ACTIVITY - From the entries below, return exactly the lines beginning at the one that contains "search: red front door" and ending at the one that contains "search: shed door", both of them included, and only those lines.

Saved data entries

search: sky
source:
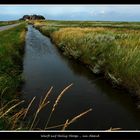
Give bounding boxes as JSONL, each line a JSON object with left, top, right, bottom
{"left": 0, "top": 5, "right": 140, "bottom": 21}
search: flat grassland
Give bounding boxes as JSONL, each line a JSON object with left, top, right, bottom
{"left": 33, "top": 20, "right": 140, "bottom": 95}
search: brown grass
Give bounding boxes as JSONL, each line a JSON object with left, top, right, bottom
{"left": 0, "top": 100, "right": 24, "bottom": 119}
{"left": 106, "top": 127, "right": 122, "bottom": 131}
{"left": 45, "top": 83, "right": 73, "bottom": 129}
{"left": 61, "top": 108, "right": 92, "bottom": 130}
{"left": 23, "top": 96, "right": 36, "bottom": 119}
{"left": 0, "top": 84, "right": 93, "bottom": 130}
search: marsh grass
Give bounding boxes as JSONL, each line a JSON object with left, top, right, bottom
{"left": 0, "top": 23, "right": 26, "bottom": 129}
{"left": 33, "top": 20, "right": 140, "bottom": 30}
{"left": 34, "top": 20, "right": 140, "bottom": 96}
{"left": 0, "top": 24, "right": 26, "bottom": 100}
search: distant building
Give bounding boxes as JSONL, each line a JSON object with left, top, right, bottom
{"left": 19, "top": 15, "right": 45, "bottom": 20}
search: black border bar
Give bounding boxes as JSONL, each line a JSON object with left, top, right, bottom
{"left": 0, "top": 131, "right": 140, "bottom": 139}
{"left": 0, "top": 0, "right": 140, "bottom": 4}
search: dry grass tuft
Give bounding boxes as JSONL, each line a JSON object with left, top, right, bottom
{"left": 0, "top": 84, "right": 93, "bottom": 130}
{"left": 45, "top": 83, "right": 73, "bottom": 128}
{"left": 0, "top": 100, "right": 25, "bottom": 119}
{"left": 61, "top": 108, "right": 92, "bottom": 130}
{"left": 106, "top": 127, "right": 122, "bottom": 131}
{"left": 23, "top": 96, "right": 36, "bottom": 119}
{"left": 30, "top": 86, "right": 53, "bottom": 130}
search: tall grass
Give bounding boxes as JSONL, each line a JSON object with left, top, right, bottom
{"left": 34, "top": 20, "right": 140, "bottom": 96}
{"left": 0, "top": 23, "right": 26, "bottom": 129}
{"left": 0, "top": 84, "right": 92, "bottom": 130}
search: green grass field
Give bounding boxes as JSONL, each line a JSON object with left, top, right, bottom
{"left": 34, "top": 20, "right": 140, "bottom": 95}
{"left": 33, "top": 20, "right": 140, "bottom": 29}
{"left": 0, "top": 23, "right": 26, "bottom": 129}
{"left": 0, "top": 20, "right": 21, "bottom": 27}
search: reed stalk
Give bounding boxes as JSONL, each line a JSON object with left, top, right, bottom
{"left": 0, "top": 100, "right": 24, "bottom": 119}
{"left": 29, "top": 87, "right": 53, "bottom": 130}
{"left": 45, "top": 83, "right": 73, "bottom": 129}
{"left": 61, "top": 108, "right": 92, "bottom": 130}
{"left": 23, "top": 96, "right": 36, "bottom": 119}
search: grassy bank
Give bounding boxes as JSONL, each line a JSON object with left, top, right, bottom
{"left": 0, "top": 23, "right": 26, "bottom": 129}
{"left": 34, "top": 20, "right": 140, "bottom": 96}
{"left": 0, "top": 20, "right": 21, "bottom": 27}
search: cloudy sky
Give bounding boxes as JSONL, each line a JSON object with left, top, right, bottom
{"left": 0, "top": 5, "right": 140, "bottom": 21}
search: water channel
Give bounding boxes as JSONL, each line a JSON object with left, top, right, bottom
{"left": 22, "top": 25, "right": 140, "bottom": 130}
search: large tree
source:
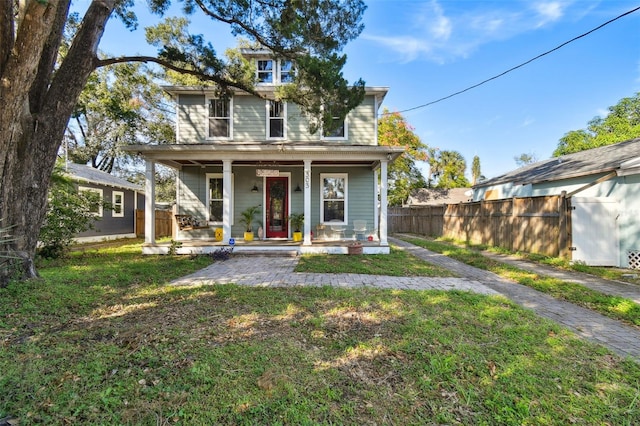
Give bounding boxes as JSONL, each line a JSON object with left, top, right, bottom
{"left": 0, "top": 0, "right": 367, "bottom": 285}
{"left": 429, "top": 150, "right": 470, "bottom": 189}
{"left": 553, "top": 92, "right": 640, "bottom": 156}
{"left": 377, "top": 110, "right": 428, "bottom": 206}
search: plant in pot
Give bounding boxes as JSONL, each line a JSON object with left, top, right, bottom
{"left": 289, "top": 212, "right": 304, "bottom": 242}
{"left": 240, "top": 205, "right": 260, "bottom": 241}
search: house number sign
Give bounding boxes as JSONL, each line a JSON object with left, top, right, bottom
{"left": 304, "top": 170, "right": 311, "bottom": 188}
{"left": 256, "top": 169, "right": 280, "bottom": 177}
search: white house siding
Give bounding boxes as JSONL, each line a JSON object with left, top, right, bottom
{"left": 615, "top": 174, "right": 640, "bottom": 268}
{"left": 176, "top": 94, "right": 207, "bottom": 143}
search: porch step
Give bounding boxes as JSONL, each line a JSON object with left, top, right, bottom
{"left": 234, "top": 249, "right": 300, "bottom": 257}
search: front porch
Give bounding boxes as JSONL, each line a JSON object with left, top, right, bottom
{"left": 143, "top": 238, "right": 388, "bottom": 255}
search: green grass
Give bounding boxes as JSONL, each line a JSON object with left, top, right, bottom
{"left": 1, "top": 239, "right": 640, "bottom": 424}
{"left": 400, "top": 235, "right": 640, "bottom": 328}
{"left": 295, "top": 246, "right": 457, "bottom": 276}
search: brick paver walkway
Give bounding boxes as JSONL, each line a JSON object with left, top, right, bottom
{"left": 171, "top": 238, "right": 640, "bottom": 362}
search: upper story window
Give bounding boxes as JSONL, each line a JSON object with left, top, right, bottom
{"left": 280, "top": 60, "right": 294, "bottom": 83}
{"left": 267, "top": 100, "right": 286, "bottom": 139}
{"left": 257, "top": 59, "right": 274, "bottom": 83}
{"left": 256, "top": 58, "right": 294, "bottom": 84}
{"left": 208, "top": 97, "right": 232, "bottom": 140}
{"left": 322, "top": 115, "right": 347, "bottom": 140}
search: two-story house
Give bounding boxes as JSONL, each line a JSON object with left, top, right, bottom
{"left": 127, "top": 50, "right": 403, "bottom": 254}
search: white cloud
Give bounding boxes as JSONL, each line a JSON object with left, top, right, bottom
{"left": 362, "top": 0, "right": 592, "bottom": 64}
{"left": 531, "top": 1, "right": 566, "bottom": 27}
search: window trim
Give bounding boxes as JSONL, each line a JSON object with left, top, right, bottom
{"left": 79, "top": 186, "right": 103, "bottom": 217}
{"left": 266, "top": 100, "right": 287, "bottom": 140}
{"left": 205, "top": 96, "right": 233, "bottom": 141}
{"left": 112, "top": 191, "right": 124, "bottom": 218}
{"left": 206, "top": 173, "right": 234, "bottom": 225}
{"left": 320, "top": 173, "right": 348, "bottom": 225}
{"left": 256, "top": 59, "right": 274, "bottom": 84}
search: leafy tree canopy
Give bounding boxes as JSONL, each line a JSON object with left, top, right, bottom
{"left": 377, "top": 110, "right": 428, "bottom": 206}
{"left": 429, "top": 150, "right": 470, "bottom": 189}
{"left": 514, "top": 152, "right": 538, "bottom": 167}
{"left": 0, "top": 0, "right": 368, "bottom": 283}
{"left": 553, "top": 92, "right": 640, "bottom": 156}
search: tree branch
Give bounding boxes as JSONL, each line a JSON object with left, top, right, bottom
{"left": 96, "top": 55, "right": 261, "bottom": 97}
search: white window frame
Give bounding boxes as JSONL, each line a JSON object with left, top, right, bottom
{"left": 206, "top": 173, "right": 234, "bottom": 225}
{"left": 320, "top": 173, "right": 348, "bottom": 224}
{"left": 206, "top": 96, "right": 233, "bottom": 140}
{"left": 266, "top": 100, "right": 287, "bottom": 140}
{"left": 79, "top": 186, "right": 103, "bottom": 217}
{"left": 112, "top": 191, "right": 124, "bottom": 218}
{"left": 322, "top": 114, "right": 348, "bottom": 141}
{"left": 256, "top": 59, "right": 274, "bottom": 84}
{"left": 280, "top": 60, "right": 294, "bottom": 83}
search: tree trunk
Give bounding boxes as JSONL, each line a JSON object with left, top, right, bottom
{"left": 0, "top": 0, "right": 115, "bottom": 285}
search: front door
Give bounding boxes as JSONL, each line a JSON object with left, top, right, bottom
{"left": 266, "top": 177, "right": 288, "bottom": 238}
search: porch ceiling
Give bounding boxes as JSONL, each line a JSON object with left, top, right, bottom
{"left": 124, "top": 144, "right": 405, "bottom": 170}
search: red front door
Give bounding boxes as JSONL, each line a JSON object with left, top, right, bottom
{"left": 266, "top": 177, "right": 288, "bottom": 238}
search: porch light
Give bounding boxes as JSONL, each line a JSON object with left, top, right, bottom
{"left": 251, "top": 184, "right": 259, "bottom": 193}
{"left": 294, "top": 184, "right": 302, "bottom": 192}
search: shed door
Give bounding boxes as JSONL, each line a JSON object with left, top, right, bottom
{"left": 571, "top": 197, "right": 619, "bottom": 266}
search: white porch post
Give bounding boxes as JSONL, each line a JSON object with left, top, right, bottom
{"left": 223, "top": 160, "right": 233, "bottom": 243}
{"left": 379, "top": 159, "right": 389, "bottom": 246}
{"left": 144, "top": 160, "right": 156, "bottom": 245}
{"left": 303, "top": 160, "right": 312, "bottom": 245}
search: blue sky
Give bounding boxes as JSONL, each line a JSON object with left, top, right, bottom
{"left": 96, "top": 0, "right": 640, "bottom": 180}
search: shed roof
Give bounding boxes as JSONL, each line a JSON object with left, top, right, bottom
{"left": 66, "top": 163, "right": 143, "bottom": 192}
{"left": 475, "top": 137, "right": 640, "bottom": 188}
{"left": 405, "top": 187, "right": 472, "bottom": 206}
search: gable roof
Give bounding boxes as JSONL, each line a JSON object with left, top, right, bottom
{"left": 405, "top": 187, "right": 472, "bottom": 206}
{"left": 475, "top": 137, "right": 640, "bottom": 188}
{"left": 66, "top": 163, "right": 143, "bottom": 192}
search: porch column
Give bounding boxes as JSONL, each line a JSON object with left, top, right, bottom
{"left": 303, "top": 160, "right": 312, "bottom": 245}
{"left": 144, "top": 160, "right": 156, "bottom": 245}
{"left": 379, "top": 159, "right": 389, "bottom": 246}
{"left": 223, "top": 160, "right": 233, "bottom": 243}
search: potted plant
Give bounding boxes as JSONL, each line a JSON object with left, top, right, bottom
{"left": 240, "top": 205, "right": 260, "bottom": 241}
{"left": 289, "top": 212, "right": 304, "bottom": 242}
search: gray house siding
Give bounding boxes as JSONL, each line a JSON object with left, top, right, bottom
{"left": 76, "top": 183, "right": 138, "bottom": 238}
{"left": 175, "top": 93, "right": 379, "bottom": 145}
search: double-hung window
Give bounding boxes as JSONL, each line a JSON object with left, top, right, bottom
{"left": 267, "top": 100, "right": 286, "bottom": 139}
{"left": 206, "top": 173, "right": 233, "bottom": 224}
{"left": 208, "top": 97, "right": 232, "bottom": 140}
{"left": 257, "top": 59, "right": 274, "bottom": 83}
{"left": 112, "top": 191, "right": 124, "bottom": 217}
{"left": 79, "top": 187, "right": 103, "bottom": 217}
{"left": 280, "top": 60, "right": 294, "bottom": 83}
{"left": 320, "top": 174, "right": 347, "bottom": 224}
{"left": 322, "top": 108, "right": 347, "bottom": 140}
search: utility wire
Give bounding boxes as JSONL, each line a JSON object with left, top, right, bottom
{"left": 391, "top": 5, "right": 640, "bottom": 115}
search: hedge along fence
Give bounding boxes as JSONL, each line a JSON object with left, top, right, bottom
{"left": 389, "top": 195, "right": 571, "bottom": 258}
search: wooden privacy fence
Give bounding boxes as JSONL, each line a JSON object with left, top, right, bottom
{"left": 389, "top": 195, "right": 571, "bottom": 258}
{"left": 135, "top": 209, "right": 173, "bottom": 238}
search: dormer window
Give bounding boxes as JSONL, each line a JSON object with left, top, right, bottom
{"left": 257, "top": 59, "right": 274, "bottom": 83}
{"left": 280, "top": 60, "right": 294, "bottom": 83}
{"left": 255, "top": 58, "right": 294, "bottom": 84}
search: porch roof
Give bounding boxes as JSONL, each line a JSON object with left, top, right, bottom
{"left": 124, "top": 143, "right": 405, "bottom": 170}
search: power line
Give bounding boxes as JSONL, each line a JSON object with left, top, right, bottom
{"left": 391, "top": 5, "right": 640, "bottom": 115}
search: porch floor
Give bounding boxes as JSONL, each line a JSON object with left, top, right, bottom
{"left": 143, "top": 238, "right": 389, "bottom": 255}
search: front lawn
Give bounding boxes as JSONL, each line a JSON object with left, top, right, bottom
{"left": 1, "top": 240, "right": 639, "bottom": 425}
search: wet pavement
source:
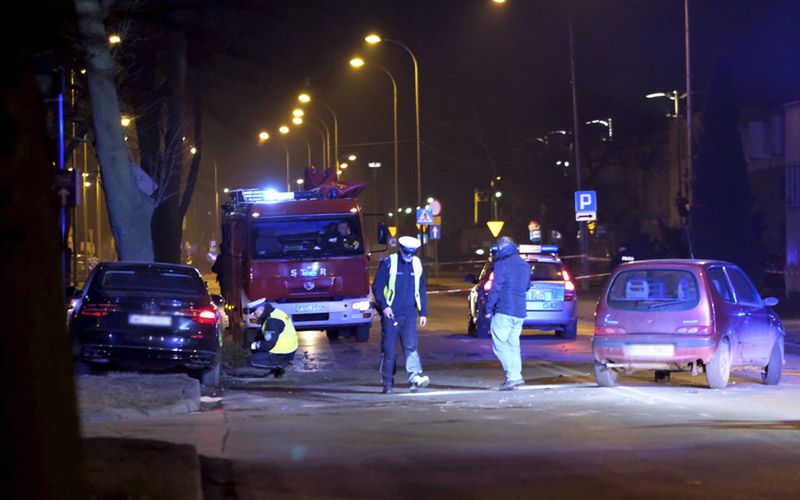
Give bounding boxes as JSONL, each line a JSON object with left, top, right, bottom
{"left": 82, "top": 291, "right": 800, "bottom": 498}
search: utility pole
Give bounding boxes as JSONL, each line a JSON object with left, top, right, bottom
{"left": 569, "top": 14, "right": 590, "bottom": 291}
{"left": 684, "top": 0, "right": 693, "bottom": 200}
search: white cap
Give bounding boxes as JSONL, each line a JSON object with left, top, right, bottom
{"left": 398, "top": 236, "right": 421, "bottom": 250}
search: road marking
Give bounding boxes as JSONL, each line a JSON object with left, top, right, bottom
{"left": 397, "top": 382, "right": 595, "bottom": 397}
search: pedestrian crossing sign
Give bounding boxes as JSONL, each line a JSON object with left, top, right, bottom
{"left": 416, "top": 207, "right": 434, "bottom": 225}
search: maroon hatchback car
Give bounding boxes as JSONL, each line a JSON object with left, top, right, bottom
{"left": 593, "top": 259, "right": 784, "bottom": 389}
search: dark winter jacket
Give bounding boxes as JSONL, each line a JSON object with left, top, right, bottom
{"left": 485, "top": 244, "right": 531, "bottom": 318}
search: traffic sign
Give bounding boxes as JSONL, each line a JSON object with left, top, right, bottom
{"left": 529, "top": 229, "right": 541, "bottom": 242}
{"left": 433, "top": 215, "right": 442, "bottom": 225}
{"left": 430, "top": 225, "right": 441, "bottom": 240}
{"left": 575, "top": 190, "right": 597, "bottom": 221}
{"left": 387, "top": 226, "right": 397, "bottom": 237}
{"left": 54, "top": 169, "right": 80, "bottom": 207}
{"left": 416, "top": 207, "right": 434, "bottom": 225}
{"left": 486, "top": 220, "right": 504, "bottom": 238}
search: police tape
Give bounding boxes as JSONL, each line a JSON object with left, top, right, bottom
{"left": 425, "top": 272, "right": 611, "bottom": 295}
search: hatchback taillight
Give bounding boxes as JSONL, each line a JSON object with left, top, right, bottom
{"left": 675, "top": 325, "right": 714, "bottom": 334}
{"left": 180, "top": 308, "right": 218, "bottom": 325}
{"left": 78, "top": 304, "right": 119, "bottom": 317}
{"left": 562, "top": 270, "right": 576, "bottom": 301}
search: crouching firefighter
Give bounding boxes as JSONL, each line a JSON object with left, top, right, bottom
{"left": 248, "top": 300, "right": 299, "bottom": 374}
{"left": 372, "top": 236, "right": 430, "bottom": 394}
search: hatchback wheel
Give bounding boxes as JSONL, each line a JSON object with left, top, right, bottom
{"left": 706, "top": 338, "right": 731, "bottom": 389}
{"left": 594, "top": 362, "right": 617, "bottom": 387}
{"left": 761, "top": 337, "right": 783, "bottom": 385}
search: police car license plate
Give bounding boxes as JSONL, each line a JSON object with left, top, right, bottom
{"left": 626, "top": 344, "right": 675, "bottom": 358}
{"left": 129, "top": 314, "right": 172, "bottom": 327}
{"left": 295, "top": 303, "right": 329, "bottom": 313}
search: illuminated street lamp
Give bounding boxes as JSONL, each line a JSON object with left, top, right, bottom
{"left": 258, "top": 130, "right": 270, "bottom": 142}
{"left": 292, "top": 108, "right": 304, "bottom": 117}
{"left": 190, "top": 146, "right": 197, "bottom": 155}
{"left": 108, "top": 34, "right": 121, "bottom": 44}
{"left": 279, "top": 125, "right": 290, "bottom": 135}
{"left": 365, "top": 33, "right": 422, "bottom": 207}
{"left": 348, "top": 154, "right": 357, "bottom": 161}
{"left": 296, "top": 92, "right": 340, "bottom": 169}
{"left": 292, "top": 116, "right": 303, "bottom": 125}
{"left": 120, "top": 116, "right": 132, "bottom": 127}
{"left": 350, "top": 55, "right": 400, "bottom": 215}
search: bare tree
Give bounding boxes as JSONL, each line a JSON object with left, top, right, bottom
{"left": 75, "top": 0, "right": 155, "bottom": 260}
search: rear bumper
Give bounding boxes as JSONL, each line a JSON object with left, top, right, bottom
{"left": 522, "top": 301, "right": 577, "bottom": 330}
{"left": 78, "top": 344, "right": 218, "bottom": 370}
{"left": 592, "top": 333, "right": 718, "bottom": 366}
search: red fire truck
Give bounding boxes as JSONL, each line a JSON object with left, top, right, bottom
{"left": 217, "top": 188, "right": 383, "bottom": 343}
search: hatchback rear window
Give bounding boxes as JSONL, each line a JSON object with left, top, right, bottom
{"left": 93, "top": 268, "right": 205, "bottom": 295}
{"left": 606, "top": 269, "right": 700, "bottom": 311}
{"left": 530, "top": 262, "right": 563, "bottom": 281}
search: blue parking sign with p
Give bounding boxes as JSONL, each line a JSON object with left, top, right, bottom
{"left": 575, "top": 191, "right": 597, "bottom": 212}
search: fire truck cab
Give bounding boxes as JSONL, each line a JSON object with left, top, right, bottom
{"left": 218, "top": 189, "right": 377, "bottom": 342}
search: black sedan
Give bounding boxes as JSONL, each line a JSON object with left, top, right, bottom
{"left": 70, "top": 261, "right": 222, "bottom": 386}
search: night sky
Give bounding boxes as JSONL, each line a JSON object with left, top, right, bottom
{"left": 191, "top": 0, "right": 800, "bottom": 243}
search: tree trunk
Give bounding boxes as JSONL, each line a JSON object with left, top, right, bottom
{"left": 0, "top": 57, "right": 84, "bottom": 500}
{"left": 75, "top": 0, "right": 155, "bottom": 261}
{"left": 152, "top": 21, "right": 187, "bottom": 264}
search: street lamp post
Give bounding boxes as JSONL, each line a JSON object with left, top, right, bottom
{"left": 350, "top": 56, "right": 399, "bottom": 215}
{"left": 306, "top": 122, "right": 328, "bottom": 168}
{"left": 366, "top": 34, "right": 422, "bottom": 207}
{"left": 278, "top": 126, "right": 291, "bottom": 191}
{"left": 298, "top": 93, "right": 340, "bottom": 169}
{"left": 213, "top": 159, "right": 220, "bottom": 241}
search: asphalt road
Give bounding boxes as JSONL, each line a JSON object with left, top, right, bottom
{"left": 82, "top": 291, "right": 800, "bottom": 499}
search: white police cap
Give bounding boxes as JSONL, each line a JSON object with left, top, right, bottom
{"left": 398, "top": 236, "right": 421, "bottom": 250}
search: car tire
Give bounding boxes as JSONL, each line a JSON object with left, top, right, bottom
{"left": 558, "top": 320, "right": 578, "bottom": 340}
{"left": 706, "top": 337, "right": 732, "bottom": 389}
{"left": 200, "top": 358, "right": 221, "bottom": 388}
{"left": 354, "top": 324, "right": 370, "bottom": 343}
{"left": 475, "top": 315, "right": 490, "bottom": 339}
{"left": 467, "top": 313, "right": 476, "bottom": 336}
{"left": 594, "top": 362, "right": 617, "bottom": 387}
{"left": 326, "top": 329, "right": 341, "bottom": 341}
{"left": 761, "top": 337, "right": 783, "bottom": 385}
{"left": 654, "top": 370, "right": 671, "bottom": 384}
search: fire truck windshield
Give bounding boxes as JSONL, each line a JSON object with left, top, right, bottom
{"left": 252, "top": 215, "right": 364, "bottom": 259}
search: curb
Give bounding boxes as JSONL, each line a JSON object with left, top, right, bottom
{"left": 81, "top": 398, "right": 202, "bottom": 423}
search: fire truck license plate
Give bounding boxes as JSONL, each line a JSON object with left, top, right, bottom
{"left": 295, "top": 304, "right": 329, "bottom": 313}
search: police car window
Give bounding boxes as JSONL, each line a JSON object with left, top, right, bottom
{"left": 530, "top": 262, "right": 562, "bottom": 281}
{"left": 252, "top": 215, "right": 363, "bottom": 259}
{"left": 725, "top": 266, "right": 760, "bottom": 305}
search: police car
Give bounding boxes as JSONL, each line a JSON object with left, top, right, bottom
{"left": 466, "top": 244, "right": 578, "bottom": 339}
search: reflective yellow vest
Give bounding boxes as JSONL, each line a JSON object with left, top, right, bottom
{"left": 383, "top": 253, "right": 423, "bottom": 311}
{"left": 262, "top": 307, "right": 298, "bottom": 354}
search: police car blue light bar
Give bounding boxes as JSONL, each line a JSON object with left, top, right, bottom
{"left": 518, "top": 244, "right": 560, "bottom": 255}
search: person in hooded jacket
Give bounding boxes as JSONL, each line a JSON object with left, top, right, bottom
{"left": 485, "top": 236, "right": 531, "bottom": 390}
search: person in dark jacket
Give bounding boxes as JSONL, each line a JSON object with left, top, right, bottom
{"left": 485, "top": 236, "right": 531, "bottom": 390}
{"left": 372, "top": 236, "right": 430, "bottom": 394}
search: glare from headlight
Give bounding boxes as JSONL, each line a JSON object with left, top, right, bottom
{"left": 352, "top": 300, "right": 371, "bottom": 311}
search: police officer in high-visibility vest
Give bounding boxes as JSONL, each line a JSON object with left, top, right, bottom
{"left": 249, "top": 300, "right": 299, "bottom": 372}
{"left": 372, "top": 236, "right": 430, "bottom": 394}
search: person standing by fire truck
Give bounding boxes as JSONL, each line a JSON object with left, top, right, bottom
{"left": 372, "top": 236, "right": 430, "bottom": 394}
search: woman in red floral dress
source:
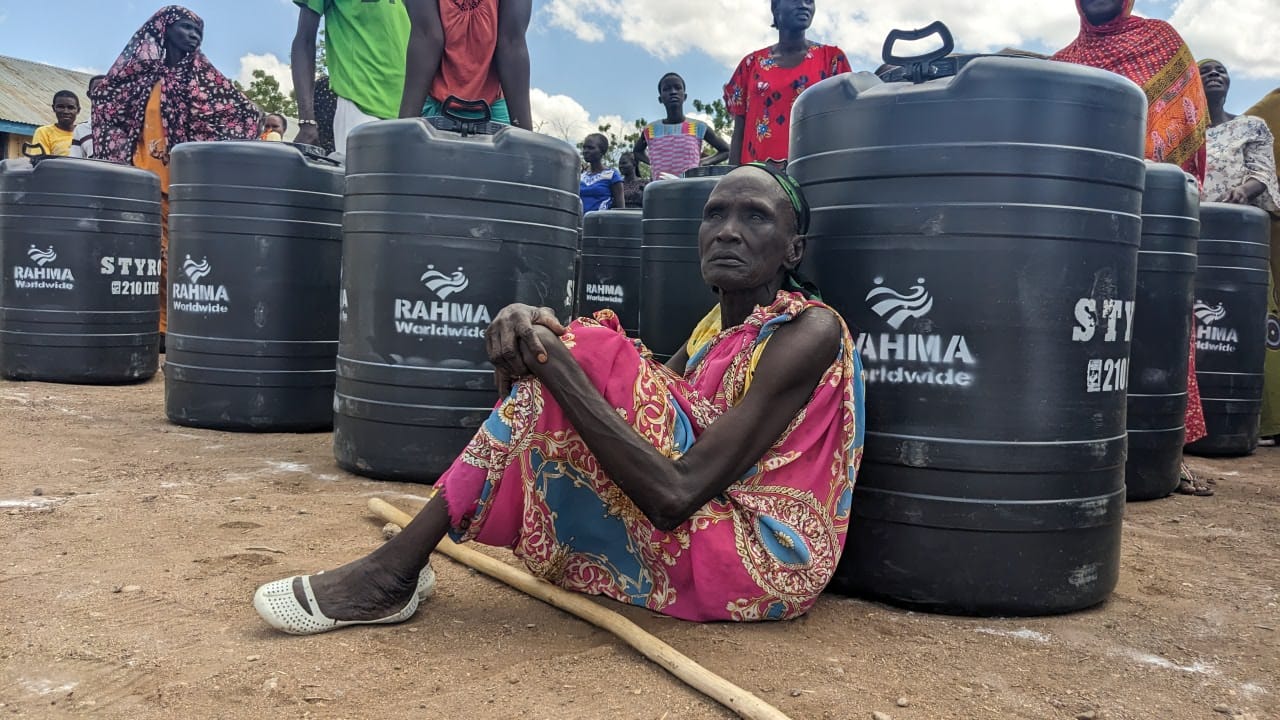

RESULT OF THIS TASK -
search: red front door
Give bounding boxes as JSONL, each line a JSON object with left, top, right, bottom
{"left": 266, "top": 177, "right": 288, "bottom": 238}
search: porch light
Give bounding boxes as JSONL, each line a JSON object with left, top, right, bottom
{"left": 251, "top": 184, "right": 259, "bottom": 193}
{"left": 294, "top": 184, "right": 302, "bottom": 192}
search: shed door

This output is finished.